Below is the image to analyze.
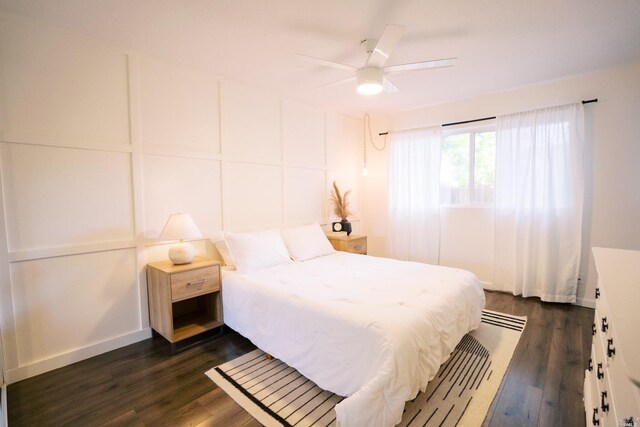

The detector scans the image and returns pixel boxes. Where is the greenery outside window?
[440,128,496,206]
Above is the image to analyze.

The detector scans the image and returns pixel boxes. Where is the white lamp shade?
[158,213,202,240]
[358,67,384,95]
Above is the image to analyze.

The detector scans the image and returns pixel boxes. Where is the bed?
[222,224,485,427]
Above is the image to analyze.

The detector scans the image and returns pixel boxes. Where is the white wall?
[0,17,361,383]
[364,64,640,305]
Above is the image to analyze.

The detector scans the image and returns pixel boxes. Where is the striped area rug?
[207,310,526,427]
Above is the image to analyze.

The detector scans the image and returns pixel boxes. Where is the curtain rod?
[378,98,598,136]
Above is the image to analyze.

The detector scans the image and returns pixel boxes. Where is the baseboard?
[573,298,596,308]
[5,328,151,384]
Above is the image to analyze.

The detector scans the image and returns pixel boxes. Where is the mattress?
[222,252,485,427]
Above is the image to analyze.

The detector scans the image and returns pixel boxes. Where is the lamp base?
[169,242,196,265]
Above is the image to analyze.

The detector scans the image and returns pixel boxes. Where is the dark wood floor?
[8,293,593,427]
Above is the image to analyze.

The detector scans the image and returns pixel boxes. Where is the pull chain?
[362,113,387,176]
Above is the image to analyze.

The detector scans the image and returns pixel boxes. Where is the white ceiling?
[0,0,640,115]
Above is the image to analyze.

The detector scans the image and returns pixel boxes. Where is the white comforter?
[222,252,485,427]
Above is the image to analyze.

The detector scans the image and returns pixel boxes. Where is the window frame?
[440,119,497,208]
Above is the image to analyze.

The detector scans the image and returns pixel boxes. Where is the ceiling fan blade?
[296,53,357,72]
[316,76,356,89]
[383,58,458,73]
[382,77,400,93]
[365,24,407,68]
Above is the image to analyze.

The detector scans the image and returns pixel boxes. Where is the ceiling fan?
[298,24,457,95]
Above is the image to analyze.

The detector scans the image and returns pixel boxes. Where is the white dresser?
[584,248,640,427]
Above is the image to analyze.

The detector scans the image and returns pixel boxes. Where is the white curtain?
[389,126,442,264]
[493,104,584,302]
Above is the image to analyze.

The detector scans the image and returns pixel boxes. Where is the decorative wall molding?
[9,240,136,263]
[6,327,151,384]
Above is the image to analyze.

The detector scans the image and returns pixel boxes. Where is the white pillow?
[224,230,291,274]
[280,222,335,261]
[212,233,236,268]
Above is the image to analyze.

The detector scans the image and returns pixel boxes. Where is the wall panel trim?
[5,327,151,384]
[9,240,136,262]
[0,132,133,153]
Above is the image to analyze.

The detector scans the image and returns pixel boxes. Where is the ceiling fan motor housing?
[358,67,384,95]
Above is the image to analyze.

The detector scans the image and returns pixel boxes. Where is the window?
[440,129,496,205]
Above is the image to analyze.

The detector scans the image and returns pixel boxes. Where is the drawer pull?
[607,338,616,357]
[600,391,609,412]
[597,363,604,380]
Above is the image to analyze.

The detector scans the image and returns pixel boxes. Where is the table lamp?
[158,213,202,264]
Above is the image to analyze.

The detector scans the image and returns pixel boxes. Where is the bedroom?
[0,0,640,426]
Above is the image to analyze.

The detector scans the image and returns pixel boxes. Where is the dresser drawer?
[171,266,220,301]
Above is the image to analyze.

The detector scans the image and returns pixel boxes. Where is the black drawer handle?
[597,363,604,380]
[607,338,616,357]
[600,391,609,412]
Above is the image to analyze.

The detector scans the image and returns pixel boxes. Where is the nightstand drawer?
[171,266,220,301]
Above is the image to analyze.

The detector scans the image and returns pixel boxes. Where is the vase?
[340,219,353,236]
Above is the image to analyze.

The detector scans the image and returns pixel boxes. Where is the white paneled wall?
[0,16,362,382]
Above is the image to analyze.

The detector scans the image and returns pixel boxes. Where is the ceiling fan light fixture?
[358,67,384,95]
^^^^^^^^
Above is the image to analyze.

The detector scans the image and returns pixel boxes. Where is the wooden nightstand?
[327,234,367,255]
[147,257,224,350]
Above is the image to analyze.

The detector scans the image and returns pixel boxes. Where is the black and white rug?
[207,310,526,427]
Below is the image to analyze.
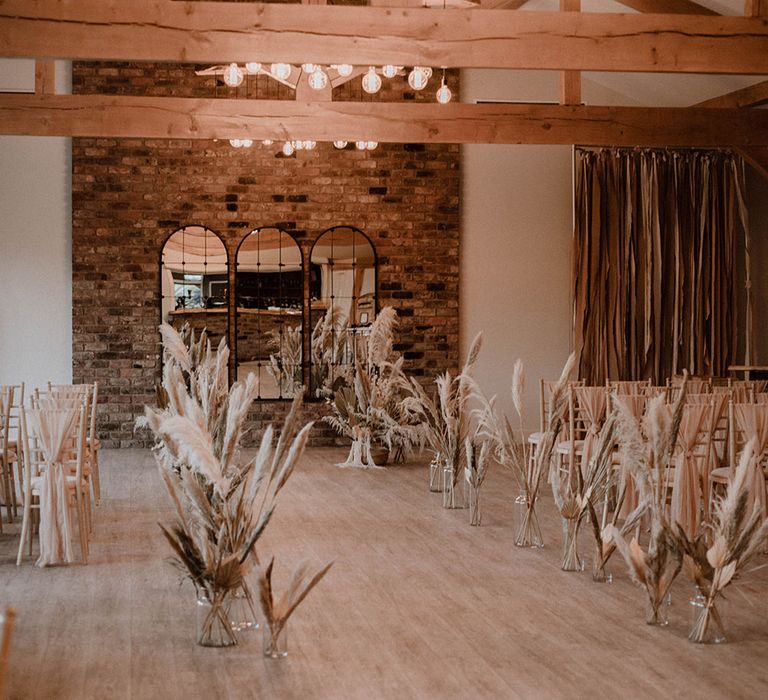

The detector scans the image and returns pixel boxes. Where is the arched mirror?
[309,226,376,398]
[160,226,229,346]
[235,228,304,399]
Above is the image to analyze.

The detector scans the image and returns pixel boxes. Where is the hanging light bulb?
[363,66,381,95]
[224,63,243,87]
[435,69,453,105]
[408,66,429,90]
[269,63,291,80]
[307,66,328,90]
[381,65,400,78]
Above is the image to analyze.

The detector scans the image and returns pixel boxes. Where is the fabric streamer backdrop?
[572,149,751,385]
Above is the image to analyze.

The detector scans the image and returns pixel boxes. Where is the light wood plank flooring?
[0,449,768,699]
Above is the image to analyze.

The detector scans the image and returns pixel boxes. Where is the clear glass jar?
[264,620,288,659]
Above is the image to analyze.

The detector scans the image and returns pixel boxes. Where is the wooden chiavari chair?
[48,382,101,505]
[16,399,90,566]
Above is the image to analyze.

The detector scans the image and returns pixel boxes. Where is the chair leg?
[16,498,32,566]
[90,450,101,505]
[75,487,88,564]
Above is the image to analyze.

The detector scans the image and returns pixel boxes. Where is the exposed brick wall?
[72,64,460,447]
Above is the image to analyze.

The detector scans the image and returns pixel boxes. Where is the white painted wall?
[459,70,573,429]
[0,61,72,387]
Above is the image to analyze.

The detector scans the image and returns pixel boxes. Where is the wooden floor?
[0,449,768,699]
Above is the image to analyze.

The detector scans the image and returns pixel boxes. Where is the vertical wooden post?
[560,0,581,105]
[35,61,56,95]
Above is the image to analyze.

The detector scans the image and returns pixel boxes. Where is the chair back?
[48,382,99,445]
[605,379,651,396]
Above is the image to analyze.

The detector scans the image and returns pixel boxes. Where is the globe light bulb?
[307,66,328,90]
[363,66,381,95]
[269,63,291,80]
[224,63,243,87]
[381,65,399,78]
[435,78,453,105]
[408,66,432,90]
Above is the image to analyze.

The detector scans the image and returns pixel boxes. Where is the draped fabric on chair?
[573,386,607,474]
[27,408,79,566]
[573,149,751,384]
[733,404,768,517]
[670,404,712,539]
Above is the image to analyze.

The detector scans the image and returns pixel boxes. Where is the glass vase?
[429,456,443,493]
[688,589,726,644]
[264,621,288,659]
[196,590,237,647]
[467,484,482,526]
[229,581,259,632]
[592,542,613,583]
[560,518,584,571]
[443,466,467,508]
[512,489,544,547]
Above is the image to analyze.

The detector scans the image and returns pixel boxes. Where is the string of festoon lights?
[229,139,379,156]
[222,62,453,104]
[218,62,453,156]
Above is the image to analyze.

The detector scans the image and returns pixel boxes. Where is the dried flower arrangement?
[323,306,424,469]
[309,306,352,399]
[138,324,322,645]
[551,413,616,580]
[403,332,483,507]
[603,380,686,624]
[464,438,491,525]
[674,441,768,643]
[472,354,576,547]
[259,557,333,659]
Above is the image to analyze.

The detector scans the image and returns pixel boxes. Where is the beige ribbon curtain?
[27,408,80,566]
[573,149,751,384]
^^^^^^^^
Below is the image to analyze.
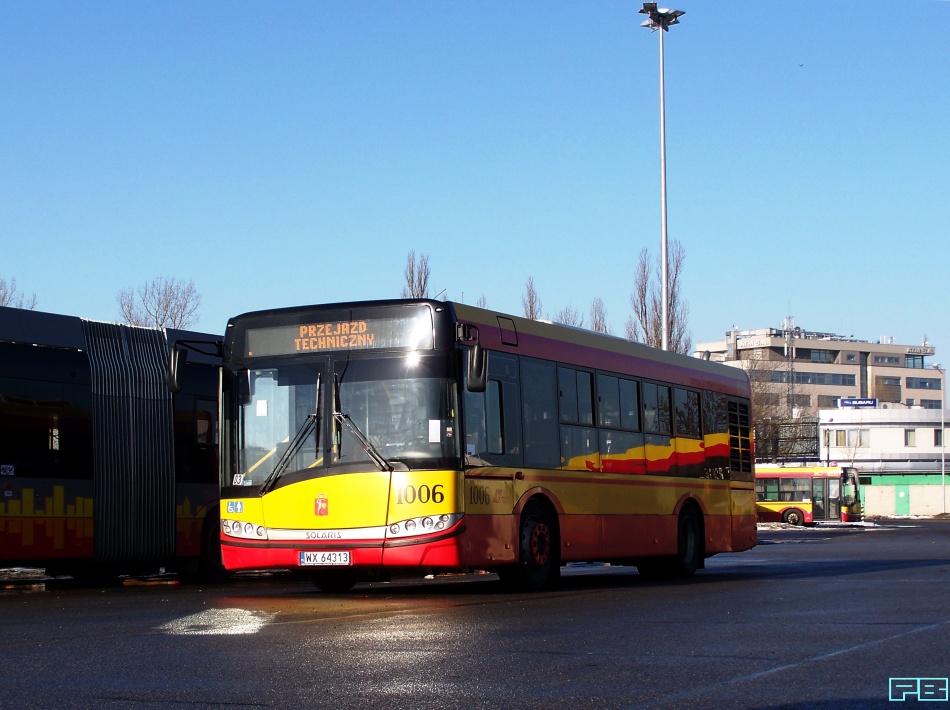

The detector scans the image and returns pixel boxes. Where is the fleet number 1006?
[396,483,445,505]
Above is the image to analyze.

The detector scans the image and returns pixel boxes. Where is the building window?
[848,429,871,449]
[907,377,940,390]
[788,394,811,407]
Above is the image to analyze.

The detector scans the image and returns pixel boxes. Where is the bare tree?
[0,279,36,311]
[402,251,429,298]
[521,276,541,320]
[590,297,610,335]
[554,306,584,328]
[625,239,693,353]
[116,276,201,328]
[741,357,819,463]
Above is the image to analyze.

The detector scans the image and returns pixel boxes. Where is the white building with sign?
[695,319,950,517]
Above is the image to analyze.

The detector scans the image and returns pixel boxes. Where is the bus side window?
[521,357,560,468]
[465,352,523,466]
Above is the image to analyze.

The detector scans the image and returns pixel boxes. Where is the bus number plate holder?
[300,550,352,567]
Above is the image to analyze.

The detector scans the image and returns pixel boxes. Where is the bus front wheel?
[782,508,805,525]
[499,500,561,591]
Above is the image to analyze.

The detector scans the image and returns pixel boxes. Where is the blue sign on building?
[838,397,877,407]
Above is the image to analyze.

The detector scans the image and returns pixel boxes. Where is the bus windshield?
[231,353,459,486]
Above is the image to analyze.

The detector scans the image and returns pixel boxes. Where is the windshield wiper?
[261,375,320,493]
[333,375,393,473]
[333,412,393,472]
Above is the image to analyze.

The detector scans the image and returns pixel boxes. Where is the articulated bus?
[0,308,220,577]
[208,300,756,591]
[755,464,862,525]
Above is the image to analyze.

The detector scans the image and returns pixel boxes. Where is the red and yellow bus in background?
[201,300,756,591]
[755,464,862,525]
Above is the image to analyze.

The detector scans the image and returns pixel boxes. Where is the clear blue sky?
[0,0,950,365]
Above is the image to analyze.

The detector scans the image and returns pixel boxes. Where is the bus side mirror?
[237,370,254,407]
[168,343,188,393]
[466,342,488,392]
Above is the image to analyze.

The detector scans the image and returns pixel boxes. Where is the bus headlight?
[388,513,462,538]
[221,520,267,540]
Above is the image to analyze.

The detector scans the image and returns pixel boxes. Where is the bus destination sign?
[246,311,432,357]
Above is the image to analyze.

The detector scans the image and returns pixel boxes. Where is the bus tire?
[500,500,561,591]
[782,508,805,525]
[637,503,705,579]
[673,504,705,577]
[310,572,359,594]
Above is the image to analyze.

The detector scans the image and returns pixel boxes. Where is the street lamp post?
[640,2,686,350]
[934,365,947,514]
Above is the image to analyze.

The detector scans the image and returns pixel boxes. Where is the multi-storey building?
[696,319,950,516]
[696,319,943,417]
^^^^^^^^
• **What is being asked**
Count the lines above that contain the word "glass", and give only the number.

• **Correct output**
2